## Opdracht A:
Leg in één tot drie zinnen uit waarom Sihame El Kaouakibi zich volgens het interview ouder voelt dan 31.
## Opdracht B:
Typ uit het interview alles over, van "Vandaag: jongerenactiviste Sihame" tot en met "u uw belangrijkste eigenschap?".

## Aangeleverde tekst:
_____
“Ik ben bijna kapotgegaan aan al de tegenstand die ik hier gekregen heb”

De Franse schrijver Marcel Proust beantwoordde ze ooit in een vriendenboekje, nu geeft
De Morgen er een eigenzinnige draai aan. Dertig directe vragen, evenzoveel openhartige antwoorden.
Vandaag: jongerenactiviste Sihame El Kaouakibi (31). Wie is zij in het diepst van haar gedachten?  

Geschreven door Ann Jooris & Fernand Van Damme Foto’s door Stefaan Temmerman

1. Hoe oud voelt u zich?
“Ik voel me ouder dan 31, in elk geval. Ik heb het gevoel dat ik al een leven achter de rug heb. eigenlijk heb ik nooit het leven geleid van een jongere. Ik heb ook nooit vrienden gehad van mijn leeftijd. er huist een ‘oude ziel’ in mij, dat idee spreekt me wel aan. Ik heb blijkbaar de neiging gehad om veel ballast te dragen, van kindsbeen af. Ik wilde er altijd voor zorgen dat iedereen aan de beurt kwam. en dat ook de kinderen die buitengesloten waren, toch betrokken werden. Ik heb me altijd verantwoordelijk gevoeld voor de anderen.”
2. Wat vindt u uw belangrijkste eigenschap?
_____
[Annotatiegegevens met punten]
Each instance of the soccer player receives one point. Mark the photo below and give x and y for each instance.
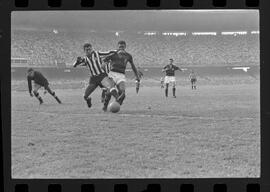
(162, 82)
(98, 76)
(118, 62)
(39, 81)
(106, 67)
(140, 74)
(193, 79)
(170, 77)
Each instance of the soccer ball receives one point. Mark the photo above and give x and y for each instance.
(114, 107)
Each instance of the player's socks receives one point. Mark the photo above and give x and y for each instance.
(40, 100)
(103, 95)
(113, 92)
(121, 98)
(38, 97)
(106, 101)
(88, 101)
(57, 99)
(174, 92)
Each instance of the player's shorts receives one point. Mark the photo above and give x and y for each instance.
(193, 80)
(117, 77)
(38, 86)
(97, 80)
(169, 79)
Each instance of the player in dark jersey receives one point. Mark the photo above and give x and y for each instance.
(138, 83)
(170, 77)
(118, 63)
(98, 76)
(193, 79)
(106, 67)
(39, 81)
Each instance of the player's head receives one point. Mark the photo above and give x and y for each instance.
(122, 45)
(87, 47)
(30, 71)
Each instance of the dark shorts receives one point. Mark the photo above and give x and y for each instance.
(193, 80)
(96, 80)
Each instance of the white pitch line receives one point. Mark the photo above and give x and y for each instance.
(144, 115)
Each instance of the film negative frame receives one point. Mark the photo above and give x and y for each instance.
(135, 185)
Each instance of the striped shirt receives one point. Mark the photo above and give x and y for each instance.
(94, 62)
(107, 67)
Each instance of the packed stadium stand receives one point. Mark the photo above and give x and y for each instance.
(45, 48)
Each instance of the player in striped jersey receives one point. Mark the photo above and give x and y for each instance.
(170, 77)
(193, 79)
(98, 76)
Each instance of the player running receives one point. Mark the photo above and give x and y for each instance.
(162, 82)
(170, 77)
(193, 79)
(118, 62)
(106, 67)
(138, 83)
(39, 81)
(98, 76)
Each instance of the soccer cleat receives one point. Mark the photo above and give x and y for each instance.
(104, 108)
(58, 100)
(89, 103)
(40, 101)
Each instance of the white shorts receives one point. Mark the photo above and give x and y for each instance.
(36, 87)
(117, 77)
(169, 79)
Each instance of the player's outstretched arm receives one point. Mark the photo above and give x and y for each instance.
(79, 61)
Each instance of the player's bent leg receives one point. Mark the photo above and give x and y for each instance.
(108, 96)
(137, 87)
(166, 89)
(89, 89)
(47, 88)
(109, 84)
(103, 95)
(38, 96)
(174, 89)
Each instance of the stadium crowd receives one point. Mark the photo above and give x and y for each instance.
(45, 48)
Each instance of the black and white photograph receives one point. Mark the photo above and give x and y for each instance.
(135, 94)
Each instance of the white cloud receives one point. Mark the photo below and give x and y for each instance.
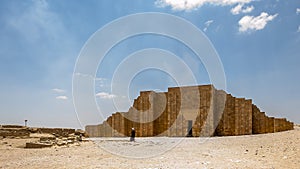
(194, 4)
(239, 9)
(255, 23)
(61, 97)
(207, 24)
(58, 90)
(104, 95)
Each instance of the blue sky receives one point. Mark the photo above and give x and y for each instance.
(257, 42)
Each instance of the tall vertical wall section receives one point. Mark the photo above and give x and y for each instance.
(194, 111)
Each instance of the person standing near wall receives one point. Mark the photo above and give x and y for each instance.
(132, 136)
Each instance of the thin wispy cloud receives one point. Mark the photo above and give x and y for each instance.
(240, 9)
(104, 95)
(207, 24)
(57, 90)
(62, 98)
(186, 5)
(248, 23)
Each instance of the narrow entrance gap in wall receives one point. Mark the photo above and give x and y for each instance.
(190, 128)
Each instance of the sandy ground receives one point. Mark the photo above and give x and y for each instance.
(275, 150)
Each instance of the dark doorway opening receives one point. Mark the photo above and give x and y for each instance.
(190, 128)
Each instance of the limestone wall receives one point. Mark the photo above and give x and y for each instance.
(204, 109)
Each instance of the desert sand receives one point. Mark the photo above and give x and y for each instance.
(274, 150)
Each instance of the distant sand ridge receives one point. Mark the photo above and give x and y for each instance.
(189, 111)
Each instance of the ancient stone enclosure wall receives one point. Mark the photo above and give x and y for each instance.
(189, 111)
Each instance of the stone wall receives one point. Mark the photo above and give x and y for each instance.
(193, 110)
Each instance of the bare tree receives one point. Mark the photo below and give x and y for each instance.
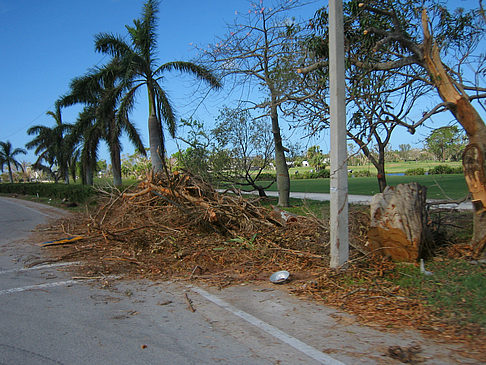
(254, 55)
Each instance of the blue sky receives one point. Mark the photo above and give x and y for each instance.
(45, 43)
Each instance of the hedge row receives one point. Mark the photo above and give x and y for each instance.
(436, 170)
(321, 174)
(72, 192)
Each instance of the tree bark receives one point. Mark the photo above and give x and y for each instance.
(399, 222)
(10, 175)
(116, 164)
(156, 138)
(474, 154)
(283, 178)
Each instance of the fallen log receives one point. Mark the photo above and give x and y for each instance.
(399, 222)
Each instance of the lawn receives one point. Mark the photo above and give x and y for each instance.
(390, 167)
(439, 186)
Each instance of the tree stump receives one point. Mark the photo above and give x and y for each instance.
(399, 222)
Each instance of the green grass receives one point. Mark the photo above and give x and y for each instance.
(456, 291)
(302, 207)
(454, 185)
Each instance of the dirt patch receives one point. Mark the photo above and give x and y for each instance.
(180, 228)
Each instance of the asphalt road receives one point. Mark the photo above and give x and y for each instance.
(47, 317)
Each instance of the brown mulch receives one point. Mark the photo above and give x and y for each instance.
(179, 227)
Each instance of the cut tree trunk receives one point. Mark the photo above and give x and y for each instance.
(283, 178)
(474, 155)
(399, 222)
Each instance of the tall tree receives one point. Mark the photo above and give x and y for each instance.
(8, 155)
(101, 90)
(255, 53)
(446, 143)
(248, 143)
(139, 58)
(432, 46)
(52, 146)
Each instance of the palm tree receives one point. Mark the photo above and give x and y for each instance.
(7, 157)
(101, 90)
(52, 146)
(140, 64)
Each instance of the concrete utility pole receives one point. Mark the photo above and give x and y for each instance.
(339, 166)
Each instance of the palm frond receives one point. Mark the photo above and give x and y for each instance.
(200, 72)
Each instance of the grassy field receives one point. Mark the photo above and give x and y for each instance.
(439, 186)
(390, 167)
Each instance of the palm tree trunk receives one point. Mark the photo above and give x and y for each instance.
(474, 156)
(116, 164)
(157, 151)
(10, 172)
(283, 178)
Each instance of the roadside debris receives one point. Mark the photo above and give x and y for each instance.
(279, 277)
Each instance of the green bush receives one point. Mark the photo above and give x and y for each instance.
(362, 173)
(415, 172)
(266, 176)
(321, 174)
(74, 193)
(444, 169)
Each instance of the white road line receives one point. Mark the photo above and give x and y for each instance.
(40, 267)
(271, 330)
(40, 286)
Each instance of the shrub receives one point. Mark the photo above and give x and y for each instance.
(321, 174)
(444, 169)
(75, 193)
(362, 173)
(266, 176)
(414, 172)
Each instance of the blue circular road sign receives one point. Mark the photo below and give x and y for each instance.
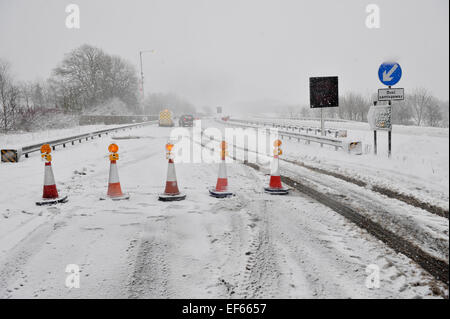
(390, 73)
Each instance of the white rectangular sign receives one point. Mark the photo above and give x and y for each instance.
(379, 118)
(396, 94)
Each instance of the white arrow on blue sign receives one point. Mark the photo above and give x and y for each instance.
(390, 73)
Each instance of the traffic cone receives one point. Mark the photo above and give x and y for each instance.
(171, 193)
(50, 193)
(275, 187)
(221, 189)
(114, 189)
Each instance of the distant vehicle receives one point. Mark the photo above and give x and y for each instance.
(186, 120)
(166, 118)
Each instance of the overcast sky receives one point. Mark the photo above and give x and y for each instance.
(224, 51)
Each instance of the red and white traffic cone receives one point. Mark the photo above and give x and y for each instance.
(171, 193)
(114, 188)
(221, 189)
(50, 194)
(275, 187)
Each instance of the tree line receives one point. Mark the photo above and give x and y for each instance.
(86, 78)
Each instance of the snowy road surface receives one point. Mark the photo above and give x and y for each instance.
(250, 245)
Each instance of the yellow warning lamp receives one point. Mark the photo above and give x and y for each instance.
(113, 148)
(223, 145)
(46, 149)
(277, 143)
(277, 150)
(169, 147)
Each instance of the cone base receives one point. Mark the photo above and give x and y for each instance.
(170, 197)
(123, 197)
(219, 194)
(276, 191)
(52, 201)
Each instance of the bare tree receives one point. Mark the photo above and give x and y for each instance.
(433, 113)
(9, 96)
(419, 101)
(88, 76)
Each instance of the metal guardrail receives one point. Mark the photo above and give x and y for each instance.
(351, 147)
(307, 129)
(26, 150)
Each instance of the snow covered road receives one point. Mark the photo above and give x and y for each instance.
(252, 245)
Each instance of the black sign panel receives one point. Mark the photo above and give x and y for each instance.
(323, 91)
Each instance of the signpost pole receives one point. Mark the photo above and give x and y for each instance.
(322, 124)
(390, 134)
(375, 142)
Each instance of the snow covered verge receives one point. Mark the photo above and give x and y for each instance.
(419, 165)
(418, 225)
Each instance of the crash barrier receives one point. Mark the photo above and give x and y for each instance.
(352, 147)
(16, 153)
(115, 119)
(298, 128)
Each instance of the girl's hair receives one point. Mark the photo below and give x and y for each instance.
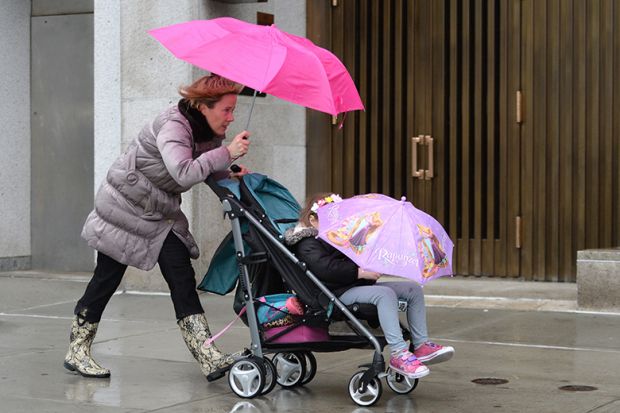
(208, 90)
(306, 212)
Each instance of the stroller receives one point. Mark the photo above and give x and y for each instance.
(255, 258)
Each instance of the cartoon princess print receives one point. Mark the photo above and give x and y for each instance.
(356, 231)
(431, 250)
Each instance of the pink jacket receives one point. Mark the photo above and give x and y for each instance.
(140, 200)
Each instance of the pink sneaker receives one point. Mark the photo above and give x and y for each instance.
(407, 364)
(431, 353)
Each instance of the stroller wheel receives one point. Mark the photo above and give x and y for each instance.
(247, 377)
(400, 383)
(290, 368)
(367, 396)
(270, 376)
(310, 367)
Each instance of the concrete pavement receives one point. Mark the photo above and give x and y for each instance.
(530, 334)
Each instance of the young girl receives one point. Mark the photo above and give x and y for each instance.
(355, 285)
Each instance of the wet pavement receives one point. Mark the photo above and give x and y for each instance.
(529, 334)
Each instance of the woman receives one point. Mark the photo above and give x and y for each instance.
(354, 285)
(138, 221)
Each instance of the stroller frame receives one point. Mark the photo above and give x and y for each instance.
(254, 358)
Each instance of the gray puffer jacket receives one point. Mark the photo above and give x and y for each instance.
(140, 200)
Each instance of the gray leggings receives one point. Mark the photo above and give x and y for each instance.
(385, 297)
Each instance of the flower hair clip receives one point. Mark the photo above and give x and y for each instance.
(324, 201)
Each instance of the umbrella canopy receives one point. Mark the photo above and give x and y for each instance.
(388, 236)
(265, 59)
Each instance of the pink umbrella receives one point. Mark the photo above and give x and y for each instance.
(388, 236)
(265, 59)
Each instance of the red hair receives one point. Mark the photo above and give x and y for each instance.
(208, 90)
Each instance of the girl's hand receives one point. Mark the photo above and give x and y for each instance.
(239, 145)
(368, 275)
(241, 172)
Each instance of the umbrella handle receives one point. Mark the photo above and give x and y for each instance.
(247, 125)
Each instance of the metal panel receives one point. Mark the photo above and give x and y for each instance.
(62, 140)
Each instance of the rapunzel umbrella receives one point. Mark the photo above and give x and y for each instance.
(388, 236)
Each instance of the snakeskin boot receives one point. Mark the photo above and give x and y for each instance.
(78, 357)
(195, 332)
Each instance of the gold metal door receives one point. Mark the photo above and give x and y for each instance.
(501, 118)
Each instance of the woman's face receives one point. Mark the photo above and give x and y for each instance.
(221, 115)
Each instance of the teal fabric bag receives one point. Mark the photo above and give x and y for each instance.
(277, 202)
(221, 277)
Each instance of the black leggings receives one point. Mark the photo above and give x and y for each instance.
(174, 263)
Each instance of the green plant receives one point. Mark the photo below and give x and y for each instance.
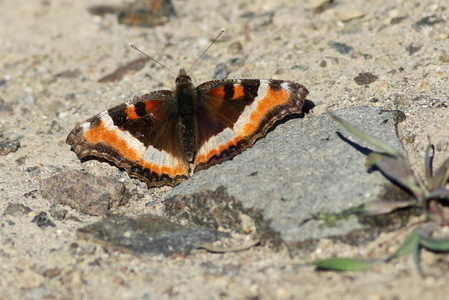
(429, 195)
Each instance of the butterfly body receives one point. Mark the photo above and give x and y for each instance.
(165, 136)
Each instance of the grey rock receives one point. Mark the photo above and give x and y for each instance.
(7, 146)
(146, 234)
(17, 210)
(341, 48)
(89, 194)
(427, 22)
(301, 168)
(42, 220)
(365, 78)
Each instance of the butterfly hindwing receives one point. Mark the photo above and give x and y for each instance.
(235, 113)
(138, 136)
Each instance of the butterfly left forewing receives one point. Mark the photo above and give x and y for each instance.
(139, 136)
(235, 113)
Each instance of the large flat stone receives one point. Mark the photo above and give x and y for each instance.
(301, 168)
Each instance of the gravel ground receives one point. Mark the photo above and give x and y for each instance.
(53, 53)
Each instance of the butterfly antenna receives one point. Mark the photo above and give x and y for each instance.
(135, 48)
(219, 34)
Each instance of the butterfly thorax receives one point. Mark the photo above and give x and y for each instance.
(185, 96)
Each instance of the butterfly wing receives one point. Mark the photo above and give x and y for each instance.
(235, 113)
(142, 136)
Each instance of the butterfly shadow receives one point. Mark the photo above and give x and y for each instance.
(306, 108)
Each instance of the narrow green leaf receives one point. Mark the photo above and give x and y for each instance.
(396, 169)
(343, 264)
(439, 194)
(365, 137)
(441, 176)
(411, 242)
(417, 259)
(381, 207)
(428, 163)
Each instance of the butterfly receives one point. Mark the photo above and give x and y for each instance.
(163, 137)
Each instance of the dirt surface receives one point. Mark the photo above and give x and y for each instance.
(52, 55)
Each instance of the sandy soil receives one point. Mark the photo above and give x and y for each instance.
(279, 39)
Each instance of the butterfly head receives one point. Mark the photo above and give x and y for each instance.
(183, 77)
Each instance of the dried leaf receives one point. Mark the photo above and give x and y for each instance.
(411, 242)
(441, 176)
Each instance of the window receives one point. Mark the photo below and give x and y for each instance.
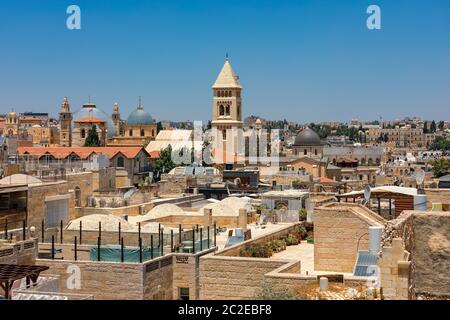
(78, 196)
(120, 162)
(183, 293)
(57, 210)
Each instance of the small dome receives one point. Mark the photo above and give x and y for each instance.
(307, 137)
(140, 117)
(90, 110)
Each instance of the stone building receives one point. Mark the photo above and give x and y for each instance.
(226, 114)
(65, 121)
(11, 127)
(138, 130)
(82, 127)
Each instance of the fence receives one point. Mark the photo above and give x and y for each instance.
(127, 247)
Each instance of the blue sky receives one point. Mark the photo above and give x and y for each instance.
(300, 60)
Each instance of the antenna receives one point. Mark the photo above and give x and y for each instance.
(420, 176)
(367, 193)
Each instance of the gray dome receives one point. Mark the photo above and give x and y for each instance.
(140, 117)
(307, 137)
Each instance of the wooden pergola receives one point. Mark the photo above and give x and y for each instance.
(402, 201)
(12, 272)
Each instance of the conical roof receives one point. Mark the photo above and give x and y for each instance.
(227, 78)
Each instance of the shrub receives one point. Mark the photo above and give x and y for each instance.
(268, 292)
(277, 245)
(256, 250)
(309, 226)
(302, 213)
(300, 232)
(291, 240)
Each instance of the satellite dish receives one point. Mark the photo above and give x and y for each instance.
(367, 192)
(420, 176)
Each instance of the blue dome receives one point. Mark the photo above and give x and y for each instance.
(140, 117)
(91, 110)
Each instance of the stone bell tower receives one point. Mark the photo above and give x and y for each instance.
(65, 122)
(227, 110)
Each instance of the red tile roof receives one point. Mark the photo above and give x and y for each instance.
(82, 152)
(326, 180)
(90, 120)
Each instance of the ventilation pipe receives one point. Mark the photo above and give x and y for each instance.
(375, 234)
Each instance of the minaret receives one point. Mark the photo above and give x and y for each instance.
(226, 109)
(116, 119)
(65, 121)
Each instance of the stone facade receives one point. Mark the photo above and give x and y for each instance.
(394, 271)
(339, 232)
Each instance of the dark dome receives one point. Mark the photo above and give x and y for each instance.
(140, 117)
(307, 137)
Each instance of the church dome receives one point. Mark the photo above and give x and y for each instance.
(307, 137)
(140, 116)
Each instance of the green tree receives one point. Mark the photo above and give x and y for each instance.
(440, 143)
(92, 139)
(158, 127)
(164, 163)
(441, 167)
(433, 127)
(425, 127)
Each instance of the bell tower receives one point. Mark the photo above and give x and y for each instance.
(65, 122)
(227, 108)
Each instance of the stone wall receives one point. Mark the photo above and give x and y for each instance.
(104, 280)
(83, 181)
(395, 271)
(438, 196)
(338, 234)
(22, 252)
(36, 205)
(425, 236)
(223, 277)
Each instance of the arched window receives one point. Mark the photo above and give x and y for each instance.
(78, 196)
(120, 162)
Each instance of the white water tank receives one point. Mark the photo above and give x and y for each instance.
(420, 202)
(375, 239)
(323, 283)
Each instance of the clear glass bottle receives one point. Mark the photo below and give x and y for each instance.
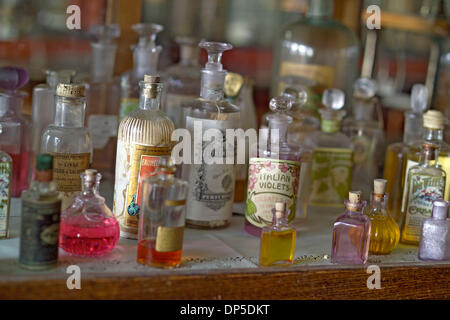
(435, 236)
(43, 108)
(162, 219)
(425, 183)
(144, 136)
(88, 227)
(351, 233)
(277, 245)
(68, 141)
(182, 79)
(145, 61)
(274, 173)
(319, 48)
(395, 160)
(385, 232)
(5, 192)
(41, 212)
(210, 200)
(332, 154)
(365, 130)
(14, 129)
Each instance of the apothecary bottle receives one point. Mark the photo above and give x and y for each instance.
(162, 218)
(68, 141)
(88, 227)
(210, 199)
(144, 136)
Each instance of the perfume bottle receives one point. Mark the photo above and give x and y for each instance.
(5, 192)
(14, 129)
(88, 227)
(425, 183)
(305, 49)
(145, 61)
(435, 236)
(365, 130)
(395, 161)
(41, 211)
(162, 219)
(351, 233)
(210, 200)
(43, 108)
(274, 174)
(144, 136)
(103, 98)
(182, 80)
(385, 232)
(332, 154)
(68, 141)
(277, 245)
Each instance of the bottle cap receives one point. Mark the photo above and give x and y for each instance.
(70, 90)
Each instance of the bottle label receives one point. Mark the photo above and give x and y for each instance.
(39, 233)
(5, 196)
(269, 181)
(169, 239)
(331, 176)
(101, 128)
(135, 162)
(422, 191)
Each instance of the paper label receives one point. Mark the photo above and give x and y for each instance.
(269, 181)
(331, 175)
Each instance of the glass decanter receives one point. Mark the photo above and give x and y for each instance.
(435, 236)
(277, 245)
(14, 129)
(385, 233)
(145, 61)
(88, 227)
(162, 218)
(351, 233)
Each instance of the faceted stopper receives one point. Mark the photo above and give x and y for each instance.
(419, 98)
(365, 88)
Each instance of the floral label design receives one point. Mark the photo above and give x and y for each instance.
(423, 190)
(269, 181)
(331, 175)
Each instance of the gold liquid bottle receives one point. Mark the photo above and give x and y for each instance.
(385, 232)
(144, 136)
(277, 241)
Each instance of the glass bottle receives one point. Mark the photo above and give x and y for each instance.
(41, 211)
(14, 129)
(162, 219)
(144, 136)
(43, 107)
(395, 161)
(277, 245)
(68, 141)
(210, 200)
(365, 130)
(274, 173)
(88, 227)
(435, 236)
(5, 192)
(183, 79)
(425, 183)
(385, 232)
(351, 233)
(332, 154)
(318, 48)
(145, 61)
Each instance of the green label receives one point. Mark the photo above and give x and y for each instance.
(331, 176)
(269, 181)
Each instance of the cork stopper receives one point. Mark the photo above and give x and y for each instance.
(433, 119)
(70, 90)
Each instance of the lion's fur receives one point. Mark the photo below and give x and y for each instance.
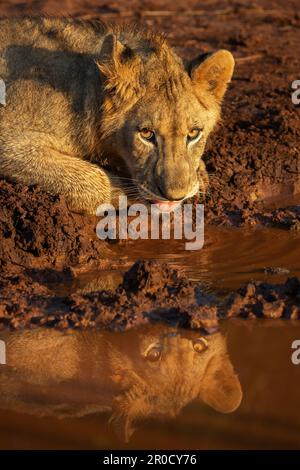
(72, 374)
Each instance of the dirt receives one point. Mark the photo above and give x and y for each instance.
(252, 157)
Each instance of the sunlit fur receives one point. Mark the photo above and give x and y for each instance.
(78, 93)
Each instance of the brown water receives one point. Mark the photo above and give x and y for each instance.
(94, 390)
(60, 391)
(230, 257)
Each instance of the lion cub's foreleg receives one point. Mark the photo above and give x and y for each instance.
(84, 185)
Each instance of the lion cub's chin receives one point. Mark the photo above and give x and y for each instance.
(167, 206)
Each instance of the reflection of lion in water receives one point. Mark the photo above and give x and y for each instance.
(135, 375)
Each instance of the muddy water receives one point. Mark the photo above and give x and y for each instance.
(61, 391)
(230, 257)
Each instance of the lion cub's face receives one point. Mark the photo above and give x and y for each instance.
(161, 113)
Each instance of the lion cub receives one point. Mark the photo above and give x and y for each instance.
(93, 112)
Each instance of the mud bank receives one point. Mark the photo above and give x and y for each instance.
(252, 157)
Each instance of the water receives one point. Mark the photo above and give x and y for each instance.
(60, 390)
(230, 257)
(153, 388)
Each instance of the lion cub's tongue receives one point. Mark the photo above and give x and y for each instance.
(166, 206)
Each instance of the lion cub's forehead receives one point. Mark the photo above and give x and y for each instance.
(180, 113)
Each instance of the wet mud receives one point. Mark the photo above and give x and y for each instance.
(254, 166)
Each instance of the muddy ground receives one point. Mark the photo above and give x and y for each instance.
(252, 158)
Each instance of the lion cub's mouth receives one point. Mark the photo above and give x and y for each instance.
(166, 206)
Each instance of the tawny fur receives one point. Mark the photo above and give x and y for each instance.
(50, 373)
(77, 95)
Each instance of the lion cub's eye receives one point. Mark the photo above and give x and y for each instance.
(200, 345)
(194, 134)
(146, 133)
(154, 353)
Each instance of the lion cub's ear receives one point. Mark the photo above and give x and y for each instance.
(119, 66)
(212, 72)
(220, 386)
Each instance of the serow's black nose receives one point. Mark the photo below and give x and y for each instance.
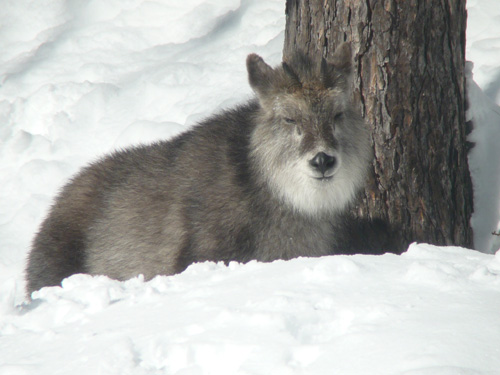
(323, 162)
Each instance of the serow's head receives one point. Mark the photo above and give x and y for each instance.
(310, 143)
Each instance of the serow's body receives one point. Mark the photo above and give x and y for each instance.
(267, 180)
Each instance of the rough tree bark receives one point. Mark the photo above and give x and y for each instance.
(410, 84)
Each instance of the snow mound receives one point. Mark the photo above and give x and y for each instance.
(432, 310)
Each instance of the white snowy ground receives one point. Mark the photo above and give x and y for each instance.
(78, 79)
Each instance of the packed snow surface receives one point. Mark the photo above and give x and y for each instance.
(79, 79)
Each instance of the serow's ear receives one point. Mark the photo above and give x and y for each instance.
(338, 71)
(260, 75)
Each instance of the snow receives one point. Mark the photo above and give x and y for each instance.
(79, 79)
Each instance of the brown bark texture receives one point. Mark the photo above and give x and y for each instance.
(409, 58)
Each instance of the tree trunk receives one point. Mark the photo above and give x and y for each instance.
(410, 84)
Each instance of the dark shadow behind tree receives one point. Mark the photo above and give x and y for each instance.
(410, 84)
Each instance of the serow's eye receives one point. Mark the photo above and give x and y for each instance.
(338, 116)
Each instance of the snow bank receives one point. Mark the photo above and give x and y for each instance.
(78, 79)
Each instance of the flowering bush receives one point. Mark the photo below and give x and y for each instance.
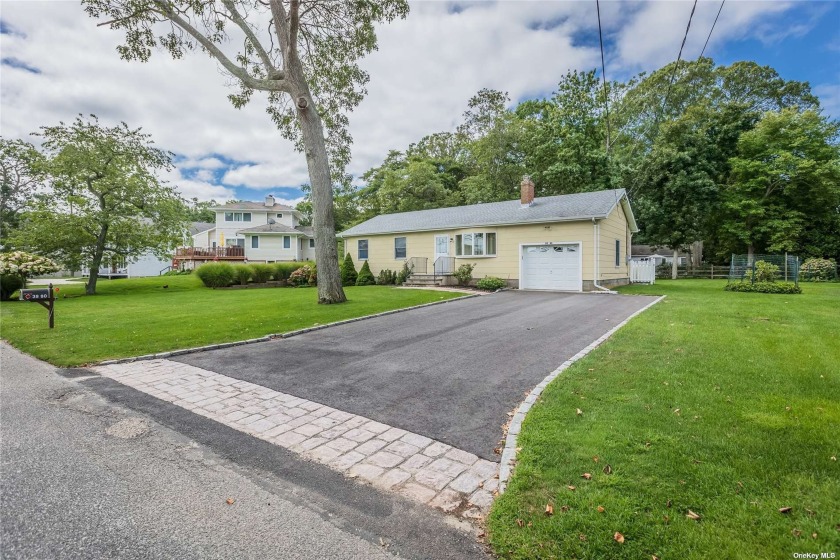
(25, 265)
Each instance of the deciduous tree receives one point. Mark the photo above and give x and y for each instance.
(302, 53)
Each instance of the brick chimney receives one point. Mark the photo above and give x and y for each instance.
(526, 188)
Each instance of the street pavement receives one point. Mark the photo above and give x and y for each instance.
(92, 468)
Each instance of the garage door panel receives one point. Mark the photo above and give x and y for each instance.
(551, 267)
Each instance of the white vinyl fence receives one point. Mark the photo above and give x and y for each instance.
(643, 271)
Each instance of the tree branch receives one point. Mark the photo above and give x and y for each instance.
_____
## Antwoord A:
Ze heeft het gevoel al een leven achter de rug te hebben: ze heeft nooit het leven van een jongere geleid en nooit vrienden van haar leeftijd gehad. Van kindsbeen af droeg ze veel ballast, omdat ze wilde dat iedereen aan de beurt kwam en zich altijd verantwoordelijk voelde voor anderen.

## Antwoord B:
Vandaag: jongerenactiviste Sihame El Kaouakibi (31). Wie is zij in het diepst van haar gedachten?  

Geschreven door Ann Jooris & Fernand Van Damme Foto’s door Stefaan Temmerman

1. Hoe oud voelt u zich?
“Ik voel me ouder dan 31, in elk geval. Ik heb het gevoel dat ik al een leven achter de rug heb. eigenlijk heb ik nooit het leven geleid van een jongere. Ik heb ook nooit vrienden gehad van mijn leeftijd. er huist een ‘oude ziel’ in mij, dat idee spreekt me wel aan. Ik heb blijkbaar de neiging gehad om veel ballast te dragen, van kindsbeen af. Ik wilde er altijd voor zorgen dat iedereen aan de beurt kwam. en dat ook de kinderen die buitengesloten waren, toch betrokken werden. Ik heb me altijd verantwoordelijk gevoeld voor de anderen.”
2. Wat vindt u uw belangrijkste eigenschap?